*** Source passage ***

Do female riders need women’s bike saddles?
There are many areas where the answer to the ‘female specific’ question is more grey than black and white, such as female specific bikes.
When it comes to saddles, most (but not all) women will find a female specific design more comfortable.
Statistically, most women have wider sit bones than most men – so the rear of the saddle usually needs to be wider.
Cut outs and relief channels were initially designed to meet men’s needs. However, the industry noticed that women tended to prefer them so now the majority of women’s saddles come with some sort of gap or groove. The ideal shape is very much down to personal preference.
How do you choose the right saddle?
You have a better chance of getting your saddle right in the first instance if you take some time to look at your riding style and current discomfort before you shop.
We’ve got a detailed guide to choosing the right saddle for you here – but here are some quick tips to help you make the right choice:
How do you sit on the bike?
If you sit in an aggressive position – low and stretched out – then you will probably suffer more with soft tissue discomfort. These riders very often get on well with saddles that have a flat and short design and a large pressure relief area. The Selle Italia SLR Lady flow is an example, and the Speicalized Power also suits this rider well, as do ISM saddles.
If you sit further back in a more upright position, you’ll likely want a curved saddle with more padding at the rear. The Sella Italia Lady Gel Flow is a solid choice.
Soft tissue variation
Cobb Saddles did some very interesting research where they found correlations between the self-assessed physical appearance of a women’s vulva, and the type of saddle she’d be likely to get on with.
In summary, they found that ‘innies’ tended to like saddles with a narrow nose, whilst ‘outies’ liked those with a wider nose and relief channel.
Get your sit bones measured
To offer adequate support, your saddle width should be wider than your sit bones. Most local bike shops offers a sit bone measuring tool (Selle Royal, Selle Italia, Fizik and Specialized all have these tools to be used by their dealers).
To be clear, sit bone width has nothing to do with jean size – so don’t base your saddle width on your clothing tag.
Our pick of the best women’s saddles
We’ve listed some of our favourite styles. Bear in mind that each model is usually available at assorted price points, dictated by the materials used. More expensive versions will be lighter, typically with carbon rails which both drop the grams and go some way to reducing road vibration.
Whilst we won’t discourage weight-weenie tenancies, we reckon getting a saddle you can sit on comfortably will be a significantly more effective performance boost than a few grams saved here and there.
With each product is a ‘Buy Now’ or ‘Best Deal’ link. If you click on this then we may receive a small amount of money from the retailer when you purchase the item. This doesn’t affect the amount you pay.
Specialized Oura Expert Gel women’s saddle
The Oura Expert Gel saddle from Specialized will suit riders who want to slide forwards during hard efforts and still find comfort when backing off.
The Body Geometry cut-out, that’s ergonomically designed to relive pressure, proved comfortable in testing and the three width options (143mm, 155mm and 168mm) provide a good range for riders.
This is a perch which suits riders who want to get into a forward rotated position. Anecdotal evidence from bike fitters suggests it is ideal for those who struggle to achieve this on a standard saddle.

***

Things to do —
- A) In the saddle article, what three width options does the Specialized Oura Expert Gel come in?
- B) Extend the women's saddle article past its final sentence.
The listing has no connection to the saddle article.

*** Data block ***

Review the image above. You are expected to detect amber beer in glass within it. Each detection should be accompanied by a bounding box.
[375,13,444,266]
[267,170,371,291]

***

In response —
- A) 143mm, 155mm and 168mm.

- B)
The short nose indicates that it is preferred by riders who stay in one place. It’s no coincidence that strong time trialist Stevens was crucial in its development, then.
There is a large pressure relief channel which is a cut out in the standard design. Alternatively, there’s the ‘MIMIC’ version with memory foam layers (see picture above). This was created after extensive research and was designed to prevent riders from ‘falling in’ to the cut out.
Specialized Romin Evo Mimic
The Romin Evo MIMIC replaces a longstanding favourite: the Specialized Oura.
This saddle has a wide rear and rounded contouring, ideal for those who like to move around in the saddle, leaning right forward during efforts and backing off when spinning gently. It’s basically the antithesis of the Power, which holds the rider in one set position.
Specialized offers the Romin Evo with a traditional cut out, or with the MIMIC foam which it suggests women will prefer – though our female reviewer was more partial to the former. This saddle is available in three widths, 143, 155 and 168mm.
Read our review of the Specialized Romin Evo Mimic here
Fizik Luce women’s saddle
After extensive research, Fizik launched a new women’s saddle in 2016 – enter, the Fizik Luce.
It’s a long and flat saddle, with a wide rear and a narrow nose. This should allow for plenty of movement, so riders can rotate into an aerodynamic position when it suits them and roll back on to their sit bones when in a more relaxed stance.
It comes in two widths, 144 and 155mm, and Fizik was particularly proud of the way it made the ‘wings’ at the rear flexible so that they move as the rider pedals. The cut out is pretty narrow, though, thus not suiting everyone.
Selle Italia Lady Gel Flow women’s saddle
The Lady Gel Flow is a saddle that divides opinion extensively. It is related to the Selle Italia Diva Gel Flow, a very similar saddle but with a slightly narrower rear and longer cut out.
Both options come with a highly padded rear and a curved shape, which means women riding in an upright position tend to find it really comfortable. There’s an Elastomer suspension shock absorbing layer too that works well for long days in the saddle.
However, those looking to rotate into an aggressive position typically find the wide nose restrictive.
Selle Italia SLR Lady Flow women’s saddle
A second option from Selle Italia, the SLR Lady Flow features a much larger relief cut out.
Whilst our reviewer found this a little wide, it’s worth remembering that saddle choice is very personal – and this is a hugely popular model among the female cycling community, particularly among road racers.
It’s not generally suited to a rider who sits in a more upright position, because the rear has minimal padding.
ISM PN 1.1 Saddle
A second genuinely unisex version like the Power, ISM saddles are often popular among women who have tried almost every option on the quest to find a perch that doesn’t rub them up the wrong way.
The shape may look odd, but if you sit in an far forward position and simply cannot get comfortable, ISM is a good call. We’ve seen this saddle sitting proudly on the bikes of countless female professional track riders, as well as time trialists and road racers.
The noseless shape allows the rider to sit right on the end of the saddle relieving all soft tissue pressure. The PN is a narrow version as many women reported finding the front too wide on standard models.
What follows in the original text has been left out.